== Brano scelto ==
———

Sembra questa una testimonianza del tutto superficiale, ma, a saperla leggere, ci disvela dati documentari decisivi. Pitecusa è dunque popolata da coloni provenienti, congiuntamente, dalle città euboiche di Calcide e di Eretria. Ciò significa che tale colonizzazione è da situare in età anteriore alla guerra lelantea che, sul suolo dell’Eubea, intorno alla metà dell’VIII secolo, contrappone frontalmente le città di Calcide ed Eretria in un lungo ed estenuante conflitto destinato a concludersi con la distruzione di quest’ultima città e con il logoramento della sua rivale. Solo prima dello scontro le due metropoli potevano infatti agire in coppia: cioè prima della metà dell’VIII secolo, che è appunto la data cui, per la colonizzazione di Pitecusa, riconduce la testimonianza archeologica.
La fondazione nel lontano Occidente costituisce non solo un ottimo trampolino di lancio per avventure commerciali in area tirrenica, ma – come precisa Strabone – assicura ai nuovi coloni grande prosperità sia per la fertilità della terra, sia per la presenza di miniere d’oro. Le miniere sono, probabilmente, frutto di una leggenda che però testimonia come nell’immaginario collettivo degli antichi navigatori l’isola fosse associata a un’idea di grande e sconfinata ricchezza. Ricchezza che – assicura sempre Strabone – non impedisce ai coloni di emigrare verso altri lidi quando l’isola è scossa da forti rivolgimenti tellurici e contemporaneamente dilaniata da profonde lotte fratricide fra Calcidesi ed Eretriesi.

———

== Consegna A ==
Secondo il brano scelto, per quale motivo la colonizzazione di Pitecusa va situata prima della guerra lelantea? Rispondi in una o due frasi.
== Consegna B ==
Indica quante righe dei record contengono la stringa "green", scrivendo soltanto il numero.

———

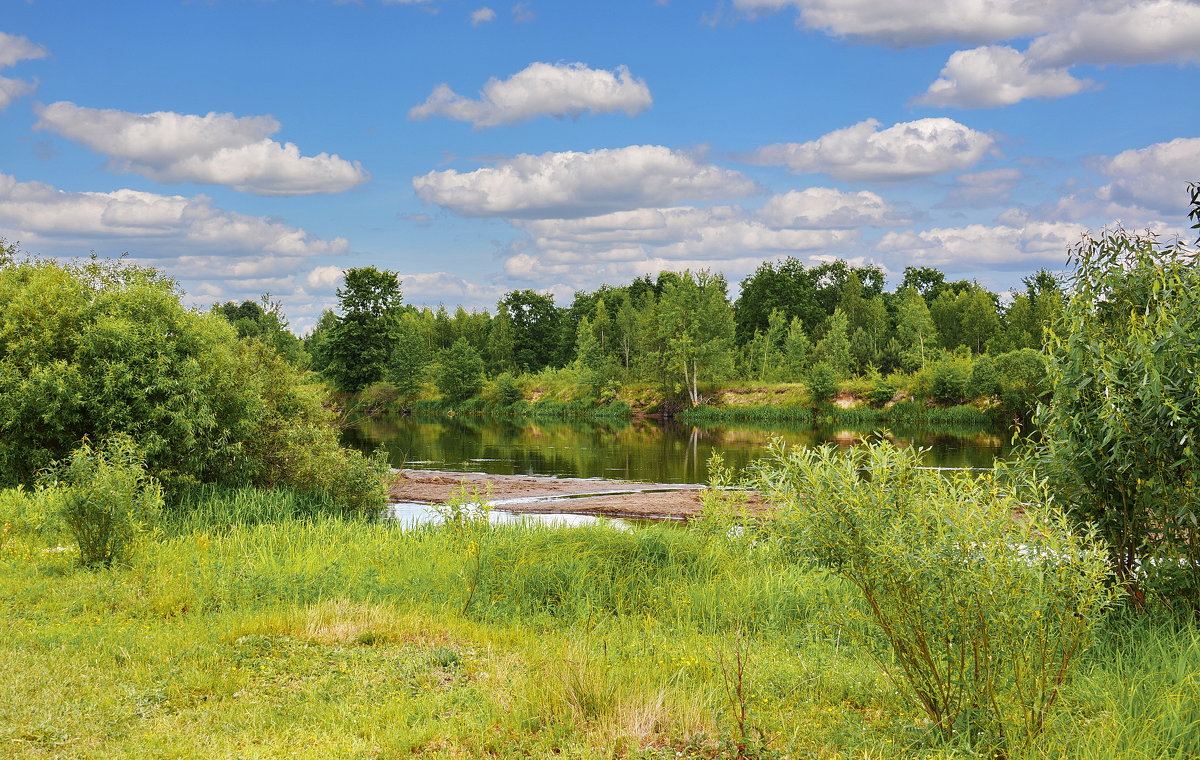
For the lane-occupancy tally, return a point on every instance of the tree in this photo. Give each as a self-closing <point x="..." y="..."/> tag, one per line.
<point x="460" y="371"/>
<point x="359" y="345"/>
<point x="834" y="347"/>
<point x="696" y="325"/>
<point x="106" y="349"/>
<point x="916" y="331"/>
<point x="781" y="287"/>
<point x="264" y="321"/>
<point x="1119" y="430"/>
<point x="535" y="328"/>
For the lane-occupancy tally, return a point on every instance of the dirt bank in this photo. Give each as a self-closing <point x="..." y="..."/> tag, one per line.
<point x="613" y="498"/>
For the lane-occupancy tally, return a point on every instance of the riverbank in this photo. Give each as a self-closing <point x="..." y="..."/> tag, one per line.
<point x="549" y="495"/>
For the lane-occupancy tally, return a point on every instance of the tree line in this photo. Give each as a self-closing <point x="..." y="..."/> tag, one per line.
<point x="682" y="334"/>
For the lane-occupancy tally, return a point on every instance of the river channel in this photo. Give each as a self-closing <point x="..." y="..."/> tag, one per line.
<point x="639" y="449"/>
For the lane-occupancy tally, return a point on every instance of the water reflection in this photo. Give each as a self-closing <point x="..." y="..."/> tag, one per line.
<point x="639" y="449"/>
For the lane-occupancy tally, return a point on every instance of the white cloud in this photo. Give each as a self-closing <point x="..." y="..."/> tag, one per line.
<point x="979" y="246"/>
<point x="429" y="288"/>
<point x="1156" y="177"/>
<point x="919" y="22"/>
<point x="585" y="252"/>
<point x="15" y="49"/>
<point x="11" y="89"/>
<point x="215" y="149"/>
<point x="540" y="90"/>
<point x="823" y="208"/>
<point x="581" y="184"/>
<point x="324" y="279"/>
<point x="1126" y="31"/>
<point x="35" y="211"/>
<point x="863" y="151"/>
<point x="996" y="76"/>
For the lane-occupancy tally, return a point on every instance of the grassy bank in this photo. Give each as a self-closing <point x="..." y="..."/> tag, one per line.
<point x="262" y="627"/>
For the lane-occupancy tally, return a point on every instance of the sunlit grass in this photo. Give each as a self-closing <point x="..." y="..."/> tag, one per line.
<point x="312" y="636"/>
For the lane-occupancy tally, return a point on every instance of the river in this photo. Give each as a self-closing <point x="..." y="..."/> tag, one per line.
<point x="639" y="449"/>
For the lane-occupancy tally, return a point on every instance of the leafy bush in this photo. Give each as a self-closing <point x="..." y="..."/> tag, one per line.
<point x="106" y="348"/>
<point x="822" y="382"/>
<point x="107" y="500"/>
<point x="1120" y="425"/>
<point x="949" y="377"/>
<point x="982" y="602"/>
<point x="460" y="371"/>
<point x="1021" y="380"/>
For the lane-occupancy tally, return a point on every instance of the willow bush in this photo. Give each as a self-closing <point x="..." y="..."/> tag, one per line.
<point x="982" y="603"/>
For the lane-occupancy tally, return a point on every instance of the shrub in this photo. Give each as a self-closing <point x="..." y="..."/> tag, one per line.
<point x="107" y="500"/>
<point x="981" y="602"/>
<point x="949" y="377"/>
<point x="822" y="382"/>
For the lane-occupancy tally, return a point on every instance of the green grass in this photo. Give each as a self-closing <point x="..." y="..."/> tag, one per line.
<point x="263" y="627"/>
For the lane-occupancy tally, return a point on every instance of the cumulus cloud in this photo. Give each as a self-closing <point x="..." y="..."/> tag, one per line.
<point x="427" y="288"/>
<point x="15" y="49"/>
<point x="583" y="252"/>
<point x="581" y="184"/>
<point x="823" y="208"/>
<point x="35" y="211"/>
<point x="979" y="246"/>
<point x="1153" y="178"/>
<point x="215" y="149"/>
<point x="540" y="90"/>
<point x="1131" y="31"/>
<point x="996" y="76"/>
<point x="863" y="151"/>
<point x="919" y="22"/>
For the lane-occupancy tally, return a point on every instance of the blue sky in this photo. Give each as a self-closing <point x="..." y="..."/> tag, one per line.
<point x="475" y="148"/>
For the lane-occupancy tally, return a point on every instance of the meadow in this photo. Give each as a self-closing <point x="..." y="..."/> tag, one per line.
<point x="258" y="624"/>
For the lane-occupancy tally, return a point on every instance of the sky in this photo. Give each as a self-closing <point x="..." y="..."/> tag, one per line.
<point x="265" y="147"/>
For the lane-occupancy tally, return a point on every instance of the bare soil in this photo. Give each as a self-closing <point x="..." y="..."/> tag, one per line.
<point x="612" y="498"/>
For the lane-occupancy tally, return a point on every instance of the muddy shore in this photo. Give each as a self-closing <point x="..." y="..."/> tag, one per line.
<point x="544" y="494"/>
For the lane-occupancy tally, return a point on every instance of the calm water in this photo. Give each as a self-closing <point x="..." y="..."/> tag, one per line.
<point x="647" y="450"/>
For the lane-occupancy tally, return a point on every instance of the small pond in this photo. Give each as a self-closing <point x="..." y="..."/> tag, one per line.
<point x="640" y="449"/>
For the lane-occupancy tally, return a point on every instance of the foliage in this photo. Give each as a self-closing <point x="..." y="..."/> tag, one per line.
<point x="982" y="612"/>
<point x="106" y="348"/>
<point x="1120" y="425"/>
<point x="460" y="371"/>
<point x="107" y="500"/>
<point x="949" y="378"/>
<point x="822" y="382"/>
<point x="357" y="349"/>
<point x="264" y="321"/>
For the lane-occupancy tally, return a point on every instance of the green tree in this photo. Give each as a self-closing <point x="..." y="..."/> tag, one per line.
<point x="359" y="345"/>
<point x="460" y="371"/>
<point x="1120" y="426"/>
<point x="696" y="325"/>
<point x="535" y="328"/>
<point x="916" y="331"/>
<point x="834" y="347"/>
<point x="106" y="348"/>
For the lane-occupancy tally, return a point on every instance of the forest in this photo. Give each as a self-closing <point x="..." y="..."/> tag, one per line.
<point x="675" y="341"/>
<point x="192" y="566"/>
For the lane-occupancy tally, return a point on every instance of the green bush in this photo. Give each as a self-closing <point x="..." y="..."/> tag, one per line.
<point x="981" y="603"/>
<point x="107" y="500"/>
<point x="949" y="378"/>
<point x="106" y="348"/>
<point x="822" y="382"/>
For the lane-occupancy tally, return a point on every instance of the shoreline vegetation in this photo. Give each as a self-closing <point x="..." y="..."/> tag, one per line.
<point x="192" y="567"/>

———

== Svolgimento A ==
Pitecusa fu popolata da coloni provenienti congiuntamente da Calcide e da Eretria, e le due città potevano agire in coppia solo prima del conflitto che le contrappose sul suolo dell'Eubea. Perciò la colonizzazione va collocata prima della metà dell'VIII secolo.

== Svolgimento B ==
3